▶ EXERCISE OBJECTIVE
In the material below, rewrite every line from the one containing "The locator SHOULD return, for each instance of the red bulletin" through the one containing "x=135 y=491", keeping all wording unchanged. Multiply each x and y coordinate by 0.5 and round it to a whole number, rounding halves up.

-- start of RECORDS TO USE --

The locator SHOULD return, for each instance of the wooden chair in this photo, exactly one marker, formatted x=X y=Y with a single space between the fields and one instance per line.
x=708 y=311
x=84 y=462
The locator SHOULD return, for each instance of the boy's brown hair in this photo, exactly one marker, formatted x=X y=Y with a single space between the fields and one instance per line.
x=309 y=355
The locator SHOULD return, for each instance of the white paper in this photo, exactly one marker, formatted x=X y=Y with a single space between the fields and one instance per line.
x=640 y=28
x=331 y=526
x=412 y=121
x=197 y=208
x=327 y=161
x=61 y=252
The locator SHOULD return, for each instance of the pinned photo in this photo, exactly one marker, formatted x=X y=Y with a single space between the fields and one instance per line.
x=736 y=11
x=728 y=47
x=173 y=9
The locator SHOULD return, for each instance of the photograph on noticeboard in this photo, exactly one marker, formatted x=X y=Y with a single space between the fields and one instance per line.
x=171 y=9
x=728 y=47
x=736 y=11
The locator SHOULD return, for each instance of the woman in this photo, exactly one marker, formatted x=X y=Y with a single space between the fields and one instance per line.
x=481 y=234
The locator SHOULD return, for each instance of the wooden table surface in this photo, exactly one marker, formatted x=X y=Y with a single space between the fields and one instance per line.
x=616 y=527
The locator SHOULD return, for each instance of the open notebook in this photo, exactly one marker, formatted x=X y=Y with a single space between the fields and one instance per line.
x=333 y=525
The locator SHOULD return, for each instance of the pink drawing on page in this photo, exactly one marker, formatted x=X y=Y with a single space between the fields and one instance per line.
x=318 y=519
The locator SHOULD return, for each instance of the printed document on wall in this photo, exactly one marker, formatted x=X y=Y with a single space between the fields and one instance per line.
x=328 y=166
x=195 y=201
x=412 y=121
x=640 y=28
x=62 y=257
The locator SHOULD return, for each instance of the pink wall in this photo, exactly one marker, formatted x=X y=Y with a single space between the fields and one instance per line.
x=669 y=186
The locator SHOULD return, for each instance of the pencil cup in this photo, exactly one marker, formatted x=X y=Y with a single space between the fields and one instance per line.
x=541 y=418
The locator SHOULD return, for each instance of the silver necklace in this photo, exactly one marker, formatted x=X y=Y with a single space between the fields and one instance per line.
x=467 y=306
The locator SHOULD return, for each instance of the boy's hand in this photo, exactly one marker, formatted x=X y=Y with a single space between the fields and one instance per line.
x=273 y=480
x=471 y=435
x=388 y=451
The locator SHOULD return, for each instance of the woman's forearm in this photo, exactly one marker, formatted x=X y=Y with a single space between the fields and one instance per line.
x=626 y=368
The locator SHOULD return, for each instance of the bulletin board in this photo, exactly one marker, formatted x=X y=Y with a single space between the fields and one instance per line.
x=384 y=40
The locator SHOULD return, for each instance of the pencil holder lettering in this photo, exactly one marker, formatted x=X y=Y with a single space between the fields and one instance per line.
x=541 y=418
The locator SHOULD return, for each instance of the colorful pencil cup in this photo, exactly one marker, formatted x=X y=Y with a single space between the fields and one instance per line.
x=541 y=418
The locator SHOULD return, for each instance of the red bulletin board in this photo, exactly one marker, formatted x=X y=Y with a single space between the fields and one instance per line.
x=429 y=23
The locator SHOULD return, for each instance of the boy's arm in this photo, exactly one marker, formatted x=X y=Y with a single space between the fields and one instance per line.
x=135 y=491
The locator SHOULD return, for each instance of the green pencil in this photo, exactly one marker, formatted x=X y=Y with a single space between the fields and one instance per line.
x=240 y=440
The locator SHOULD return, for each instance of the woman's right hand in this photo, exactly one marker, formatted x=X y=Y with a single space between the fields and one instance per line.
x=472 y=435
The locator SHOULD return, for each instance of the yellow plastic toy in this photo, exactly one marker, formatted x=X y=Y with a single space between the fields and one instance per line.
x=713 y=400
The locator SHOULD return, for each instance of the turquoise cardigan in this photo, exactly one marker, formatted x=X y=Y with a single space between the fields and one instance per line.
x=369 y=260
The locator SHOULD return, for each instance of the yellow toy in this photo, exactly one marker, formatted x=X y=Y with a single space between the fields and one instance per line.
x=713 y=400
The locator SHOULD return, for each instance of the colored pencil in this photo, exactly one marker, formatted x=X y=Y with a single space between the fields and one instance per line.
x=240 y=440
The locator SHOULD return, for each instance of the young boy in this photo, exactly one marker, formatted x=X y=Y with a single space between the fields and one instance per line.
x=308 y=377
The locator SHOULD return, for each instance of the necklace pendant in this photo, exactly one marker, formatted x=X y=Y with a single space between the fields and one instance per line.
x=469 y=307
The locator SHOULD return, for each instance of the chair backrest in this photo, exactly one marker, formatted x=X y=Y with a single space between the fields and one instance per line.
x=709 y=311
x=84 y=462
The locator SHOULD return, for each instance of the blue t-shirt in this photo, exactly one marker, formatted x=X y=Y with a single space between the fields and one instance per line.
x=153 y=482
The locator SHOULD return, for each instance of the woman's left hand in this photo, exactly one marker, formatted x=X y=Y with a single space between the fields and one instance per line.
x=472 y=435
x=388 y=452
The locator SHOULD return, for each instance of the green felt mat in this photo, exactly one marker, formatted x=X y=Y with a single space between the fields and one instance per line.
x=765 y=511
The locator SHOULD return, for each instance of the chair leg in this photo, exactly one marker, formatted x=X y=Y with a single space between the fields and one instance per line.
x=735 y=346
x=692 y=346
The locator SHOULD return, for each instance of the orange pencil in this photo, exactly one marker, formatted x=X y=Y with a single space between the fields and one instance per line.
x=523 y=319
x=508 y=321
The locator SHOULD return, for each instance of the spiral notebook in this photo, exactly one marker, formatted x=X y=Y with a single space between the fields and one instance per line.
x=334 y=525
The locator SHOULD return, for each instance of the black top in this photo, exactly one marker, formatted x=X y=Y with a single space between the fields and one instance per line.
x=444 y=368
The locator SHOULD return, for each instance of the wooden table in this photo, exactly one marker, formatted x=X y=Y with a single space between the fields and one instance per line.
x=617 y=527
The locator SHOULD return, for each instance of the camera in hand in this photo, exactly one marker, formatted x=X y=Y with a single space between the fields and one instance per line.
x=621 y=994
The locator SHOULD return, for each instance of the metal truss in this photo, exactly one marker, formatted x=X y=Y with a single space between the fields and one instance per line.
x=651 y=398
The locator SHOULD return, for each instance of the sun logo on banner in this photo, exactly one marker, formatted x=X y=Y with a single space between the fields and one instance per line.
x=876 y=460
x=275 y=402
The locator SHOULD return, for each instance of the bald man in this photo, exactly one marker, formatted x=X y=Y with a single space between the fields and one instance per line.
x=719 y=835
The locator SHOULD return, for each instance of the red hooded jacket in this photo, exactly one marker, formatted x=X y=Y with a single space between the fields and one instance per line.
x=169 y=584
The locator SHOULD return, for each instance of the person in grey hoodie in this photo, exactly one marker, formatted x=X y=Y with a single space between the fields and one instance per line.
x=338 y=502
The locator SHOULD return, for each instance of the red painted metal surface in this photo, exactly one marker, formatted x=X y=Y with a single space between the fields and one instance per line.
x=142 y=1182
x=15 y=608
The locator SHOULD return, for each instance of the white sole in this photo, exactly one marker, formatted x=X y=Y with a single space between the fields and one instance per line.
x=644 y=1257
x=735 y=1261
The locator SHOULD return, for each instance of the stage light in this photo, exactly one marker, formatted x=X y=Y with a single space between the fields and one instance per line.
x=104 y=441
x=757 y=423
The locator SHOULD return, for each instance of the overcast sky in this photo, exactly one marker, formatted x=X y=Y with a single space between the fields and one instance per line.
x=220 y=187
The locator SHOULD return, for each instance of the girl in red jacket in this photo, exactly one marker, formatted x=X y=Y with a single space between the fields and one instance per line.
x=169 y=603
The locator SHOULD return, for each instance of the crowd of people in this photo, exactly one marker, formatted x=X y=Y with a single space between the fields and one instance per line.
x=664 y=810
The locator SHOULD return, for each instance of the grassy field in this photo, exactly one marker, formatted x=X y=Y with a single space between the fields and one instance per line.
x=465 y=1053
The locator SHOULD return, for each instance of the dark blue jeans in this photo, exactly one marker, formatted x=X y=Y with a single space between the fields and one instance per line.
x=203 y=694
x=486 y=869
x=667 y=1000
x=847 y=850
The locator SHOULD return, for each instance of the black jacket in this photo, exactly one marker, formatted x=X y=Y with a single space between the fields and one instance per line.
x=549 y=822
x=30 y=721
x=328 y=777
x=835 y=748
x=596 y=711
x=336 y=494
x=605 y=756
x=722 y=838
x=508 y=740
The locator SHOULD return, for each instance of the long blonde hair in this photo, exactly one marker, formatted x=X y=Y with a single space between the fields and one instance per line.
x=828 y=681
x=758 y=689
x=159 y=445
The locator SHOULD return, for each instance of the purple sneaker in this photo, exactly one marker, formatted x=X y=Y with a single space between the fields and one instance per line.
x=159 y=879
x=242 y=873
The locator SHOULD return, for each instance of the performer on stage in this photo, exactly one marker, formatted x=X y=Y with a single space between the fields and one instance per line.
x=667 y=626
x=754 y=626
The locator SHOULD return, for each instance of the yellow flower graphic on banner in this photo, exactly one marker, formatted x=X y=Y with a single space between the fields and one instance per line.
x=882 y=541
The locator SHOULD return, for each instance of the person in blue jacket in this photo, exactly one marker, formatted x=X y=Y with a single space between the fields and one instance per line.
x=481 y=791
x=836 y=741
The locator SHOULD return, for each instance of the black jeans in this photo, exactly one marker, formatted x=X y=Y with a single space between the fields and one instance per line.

-- end of RECORDS TO USE --

▶ FULL ANSWER
The locator SHOULD return, for each instance of the red bulletin board in this photo, exactly one marker, formatted x=X y=Y with a single space between the fields and one instance per line.
x=215 y=12
The locator SHOULD return, for each instance of the boy's arm in this photo, exactly one marker, formatted x=X y=Y with a single space between the fields and one instance per line.
x=68 y=246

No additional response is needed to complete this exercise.